# RECORDS PROVIDED
===

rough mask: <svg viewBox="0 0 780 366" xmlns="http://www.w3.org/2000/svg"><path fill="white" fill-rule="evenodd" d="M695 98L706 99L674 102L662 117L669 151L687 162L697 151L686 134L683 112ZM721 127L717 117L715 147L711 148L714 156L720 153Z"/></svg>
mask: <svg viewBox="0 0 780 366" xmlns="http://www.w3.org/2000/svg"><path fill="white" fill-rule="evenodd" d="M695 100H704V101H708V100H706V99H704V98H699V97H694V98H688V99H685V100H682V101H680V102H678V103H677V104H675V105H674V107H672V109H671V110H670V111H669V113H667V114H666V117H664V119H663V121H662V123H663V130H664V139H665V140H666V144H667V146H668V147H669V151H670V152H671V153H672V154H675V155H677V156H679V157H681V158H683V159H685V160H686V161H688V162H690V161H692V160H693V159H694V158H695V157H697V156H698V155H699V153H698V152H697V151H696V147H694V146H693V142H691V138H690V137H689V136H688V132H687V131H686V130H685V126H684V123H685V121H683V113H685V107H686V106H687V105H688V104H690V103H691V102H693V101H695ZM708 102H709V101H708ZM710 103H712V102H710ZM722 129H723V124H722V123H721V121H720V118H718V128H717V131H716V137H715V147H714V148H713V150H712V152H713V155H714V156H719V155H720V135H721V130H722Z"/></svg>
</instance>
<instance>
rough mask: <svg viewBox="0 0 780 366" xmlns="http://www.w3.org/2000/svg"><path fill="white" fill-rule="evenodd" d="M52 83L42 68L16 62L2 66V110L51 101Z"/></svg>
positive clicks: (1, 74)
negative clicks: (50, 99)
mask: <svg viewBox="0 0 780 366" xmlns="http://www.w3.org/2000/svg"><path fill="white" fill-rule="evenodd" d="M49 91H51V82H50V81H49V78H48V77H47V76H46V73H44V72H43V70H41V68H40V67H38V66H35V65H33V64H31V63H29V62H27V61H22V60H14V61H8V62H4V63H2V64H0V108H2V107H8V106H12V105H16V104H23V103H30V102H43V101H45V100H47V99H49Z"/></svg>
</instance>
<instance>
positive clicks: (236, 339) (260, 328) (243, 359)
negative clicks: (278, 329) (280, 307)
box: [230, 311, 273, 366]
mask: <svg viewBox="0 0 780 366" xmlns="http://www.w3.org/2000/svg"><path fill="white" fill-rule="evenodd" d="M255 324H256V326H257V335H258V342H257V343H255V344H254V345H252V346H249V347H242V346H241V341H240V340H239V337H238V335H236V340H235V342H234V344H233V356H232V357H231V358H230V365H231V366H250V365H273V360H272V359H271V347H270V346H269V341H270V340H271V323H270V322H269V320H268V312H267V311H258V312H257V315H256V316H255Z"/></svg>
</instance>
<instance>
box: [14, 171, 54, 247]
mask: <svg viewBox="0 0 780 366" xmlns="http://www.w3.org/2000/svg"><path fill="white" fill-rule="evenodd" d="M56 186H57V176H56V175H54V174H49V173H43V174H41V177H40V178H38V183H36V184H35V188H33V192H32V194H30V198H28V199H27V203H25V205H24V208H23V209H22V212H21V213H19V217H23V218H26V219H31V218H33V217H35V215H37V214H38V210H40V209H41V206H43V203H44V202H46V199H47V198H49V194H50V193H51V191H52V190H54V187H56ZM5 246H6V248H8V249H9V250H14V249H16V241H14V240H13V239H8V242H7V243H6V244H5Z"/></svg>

===

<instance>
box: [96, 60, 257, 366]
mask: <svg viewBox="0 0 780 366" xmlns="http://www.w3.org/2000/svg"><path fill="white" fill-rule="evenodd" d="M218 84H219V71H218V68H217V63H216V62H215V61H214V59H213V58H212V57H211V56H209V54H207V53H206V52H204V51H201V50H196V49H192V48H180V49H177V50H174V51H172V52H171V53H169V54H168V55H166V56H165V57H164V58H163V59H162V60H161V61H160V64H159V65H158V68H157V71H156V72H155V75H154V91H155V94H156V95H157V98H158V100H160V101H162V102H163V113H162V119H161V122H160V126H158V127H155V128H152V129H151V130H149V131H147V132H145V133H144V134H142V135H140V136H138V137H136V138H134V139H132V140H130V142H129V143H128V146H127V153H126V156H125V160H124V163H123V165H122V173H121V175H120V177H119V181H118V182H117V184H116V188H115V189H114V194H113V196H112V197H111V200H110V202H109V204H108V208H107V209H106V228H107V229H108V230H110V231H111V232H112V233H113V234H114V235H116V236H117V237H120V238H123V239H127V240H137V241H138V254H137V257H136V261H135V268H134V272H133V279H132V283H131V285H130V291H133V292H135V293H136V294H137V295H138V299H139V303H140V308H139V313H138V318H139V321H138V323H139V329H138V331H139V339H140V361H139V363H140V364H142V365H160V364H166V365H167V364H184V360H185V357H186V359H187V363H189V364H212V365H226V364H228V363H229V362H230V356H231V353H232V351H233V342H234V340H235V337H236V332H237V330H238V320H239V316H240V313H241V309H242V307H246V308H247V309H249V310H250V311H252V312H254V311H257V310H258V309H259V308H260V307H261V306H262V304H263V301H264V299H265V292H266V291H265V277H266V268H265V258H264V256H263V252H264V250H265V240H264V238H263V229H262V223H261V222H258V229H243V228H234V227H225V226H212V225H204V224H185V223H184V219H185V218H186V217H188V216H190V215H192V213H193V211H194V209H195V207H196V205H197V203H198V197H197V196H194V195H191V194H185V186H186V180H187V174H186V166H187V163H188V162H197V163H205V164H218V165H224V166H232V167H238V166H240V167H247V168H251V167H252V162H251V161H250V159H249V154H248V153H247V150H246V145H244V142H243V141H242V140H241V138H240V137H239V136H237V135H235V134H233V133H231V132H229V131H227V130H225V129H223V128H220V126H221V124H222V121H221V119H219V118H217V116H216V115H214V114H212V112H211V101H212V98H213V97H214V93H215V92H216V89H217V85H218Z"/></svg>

===

# EXERCISE
All lines of the material that contain the string "positive" are to be copied.

# TASK RESPONSE
positive clicks: (1, 74)
positive clicks: (236, 339) (260, 328) (243, 359)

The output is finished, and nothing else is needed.